• [Texto fuente]:

====

La precariedad se define como la situación que viven los trabajadores sujetos a condiciones por debajo del límite considerado como normal, especialmente cuando los ingresos económicos que se perciben por el trabajo no cubren las necesidades básicas de una persona.
Es común percibir dicho fenómeno en conversaciones intergeneracionales: nuestros padres o abuelos solían durar más tiempo en un mismo empleo, obtener prestaciones como seguridad social, cajas de ahorro o pensiones, y tener una sola fuente de ingreso que bastaba con satisfacer las necesidades básicas de su hogar.
Hoy, la realidad es distinta. Si bien al cierre de 2020 se mitigó, en parte, el efecto de la crisis sobre el mercado laboral, pues de los más de 12 millones de empleos perdidos en el primer mes de la pandemia, al cierre de 2020 se habían recuperado alrededor de 9 millones.
En los primeros tres meses de 2021 se agregó otro millón de puestos disponibles para la población que trabaja en el país. Las condiciones de empleo, sin embargo, no son las más deseables: en marzo, la recuperación consistió en su totalidad de empleos informales, y en al año que ha transcurrido desde la caída fatal provocada por el COVID-19, 94 de cada 100 trabajadores que han vuelto a salir a la calle y a las empresas (entre mayo 2020 y marzo 2021) lo han hecho sin un vínculo reconocido por la ley que les otorgue esos derechos y prestaciones que, cada vez más, parecen una cosa del pasado.
Hay otro indicador poco observado de la ENOE: la cantidad de trabajadores con condiciones críticas de ocupación. Éste se refiere a aquellas personas que trabajan menos de 35 horas a la semana, que trabajan más de 35 a la semana con ingresos mensuales inferiores al salario mínimo, o que labora más de 48 horas semanales con ingresos inferiores a dos salarios mínimos.

====

• [Material de trabajo]:

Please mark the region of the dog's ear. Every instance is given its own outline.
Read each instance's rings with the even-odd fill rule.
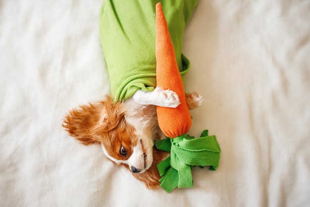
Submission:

====

• [Actividades propuestas]:
a: Copia el fragmento del texto sobre la precariedad laboral que va de "Es común percibir" a "de su hogar.".
b: Indica si cada afirmación coincide con el texto sobre la precariedad laboral y justifica tu respuesta (sí o no) con las palabras exactas del texto que lo deciden: (i) Al cierre de 2020 se habían recuperado alrededor de 9 millones de empleos. (ii) En marzo, la recuperación consistió en su mayoría de empleos formales. (iii) Entre los trabajadores con condiciones críticas de ocupación están quienes trabajan menos de 35 horas a la semana.

• [Respuestas por actividad]:
a:
Es común percibir dicho fenómeno en conversaciones intergeneracionales: nuestros padres o abuelos solían durar más tiempo en un mismo empleo, obtener prestaciones como seguridad social, cajas de ahorro o pensiones, y tener una sola fuente de ingreso que bastaba con satisfacer las necesidades básicas de su hogar.

b:
(i) Sí: "al cierre de 2020 se habían recuperado alrededor de 9 millones".
(ii) No: "en marzo, la recuperación consistió en su totalidad de empleos informales".
(iii) Sí: "aquellas personas que trabajan menos de 35 horas a la semana".